((

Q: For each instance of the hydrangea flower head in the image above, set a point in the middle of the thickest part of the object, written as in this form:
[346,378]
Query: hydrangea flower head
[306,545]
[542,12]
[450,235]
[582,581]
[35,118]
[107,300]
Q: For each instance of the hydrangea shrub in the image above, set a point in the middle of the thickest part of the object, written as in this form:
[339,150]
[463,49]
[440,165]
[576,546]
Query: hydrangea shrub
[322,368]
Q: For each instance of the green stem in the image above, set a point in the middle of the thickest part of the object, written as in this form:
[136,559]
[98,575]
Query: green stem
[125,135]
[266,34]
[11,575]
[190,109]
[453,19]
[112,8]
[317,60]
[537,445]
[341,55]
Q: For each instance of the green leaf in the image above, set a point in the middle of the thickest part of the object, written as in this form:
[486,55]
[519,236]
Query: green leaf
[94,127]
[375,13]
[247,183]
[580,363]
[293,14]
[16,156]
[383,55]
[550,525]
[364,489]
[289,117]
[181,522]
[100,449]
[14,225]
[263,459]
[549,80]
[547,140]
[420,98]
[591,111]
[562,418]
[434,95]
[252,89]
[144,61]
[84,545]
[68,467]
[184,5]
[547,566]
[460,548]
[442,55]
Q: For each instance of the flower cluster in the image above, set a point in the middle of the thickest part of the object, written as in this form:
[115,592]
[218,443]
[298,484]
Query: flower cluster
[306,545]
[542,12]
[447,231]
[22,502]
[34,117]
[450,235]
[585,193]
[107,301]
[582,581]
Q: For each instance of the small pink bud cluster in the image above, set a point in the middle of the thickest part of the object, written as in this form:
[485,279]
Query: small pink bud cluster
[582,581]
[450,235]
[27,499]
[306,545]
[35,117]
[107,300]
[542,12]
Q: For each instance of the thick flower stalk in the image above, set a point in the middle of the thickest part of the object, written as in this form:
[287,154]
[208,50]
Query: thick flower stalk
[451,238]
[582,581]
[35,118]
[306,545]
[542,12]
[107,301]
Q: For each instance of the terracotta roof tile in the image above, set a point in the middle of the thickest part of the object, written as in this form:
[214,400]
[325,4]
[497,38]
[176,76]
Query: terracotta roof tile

))

> [Required task]: Copy all of the records above word for word, keeping every line and number the same.

> [Response below]:
Q: For each instance of the hydrangea flower head in the image above, set a point in the middle of the thickest part of the object, written as in this form:
[346,378]
Query: hydrangea flower head
[306,545]
[542,12]
[450,235]
[582,581]
[35,118]
[107,300]
Q: For each instance of the hydrangea shrub in the image above, set a point in the middle of the thickest part of the object, written as in this form:
[339,150]
[463,49]
[440,165]
[576,546]
Query: hydrangea shrub
[322,368]
Q: For each instance of the green stem in the image above, set a point in the middle of the thickest part of the object, written as in this form:
[136,559]
[98,575]
Query: green stem
[125,135]
[266,34]
[11,575]
[190,109]
[453,19]
[112,8]
[317,60]
[537,445]
[341,55]
Q: For each instance of the green leaf in the image above, set a point in the middle of the thickest part of the object, written as in this form:
[486,55]
[519,236]
Query: green leaf
[94,127]
[375,13]
[247,183]
[580,363]
[293,14]
[16,156]
[383,55]
[550,525]
[364,489]
[289,117]
[181,522]
[100,449]
[14,225]
[263,459]
[549,80]
[547,140]
[420,98]
[591,111]
[562,418]
[434,95]
[252,89]
[144,61]
[84,545]
[68,467]
[184,5]
[547,566]
[460,548]
[442,55]
Q: For each instance of the flower cluster in the image above, set a point in the middle of the thickest part of the object, written as in this form:
[115,592]
[218,443]
[298,484]
Query: flower cluster
[306,545]
[542,12]
[447,231]
[22,502]
[34,117]
[450,235]
[585,193]
[107,301]
[582,581]
Q: For each instance of the small pink bud cluster in the image above, set a point in the middle of the thickest part of the object, written as in this form:
[485,279]
Query: small pink bud cluster
[582,581]
[450,235]
[27,499]
[306,545]
[35,117]
[107,300]
[542,12]
Q: For each instance of the thick flower stalk in the image above, set a point in the middle of the thickest part of the object, written as in this form:
[287,154]
[208,50]
Query: thick flower stalk
[451,238]
[582,581]
[35,118]
[306,545]
[542,12]
[107,301]
Q: For each instance of the terracotta roof tile in the image above, set a point in the middle of the thickest part of the object, written as in this form:
[214,400]
[325,4]
[497,38]
[176,76]
Query: terracotta roof tile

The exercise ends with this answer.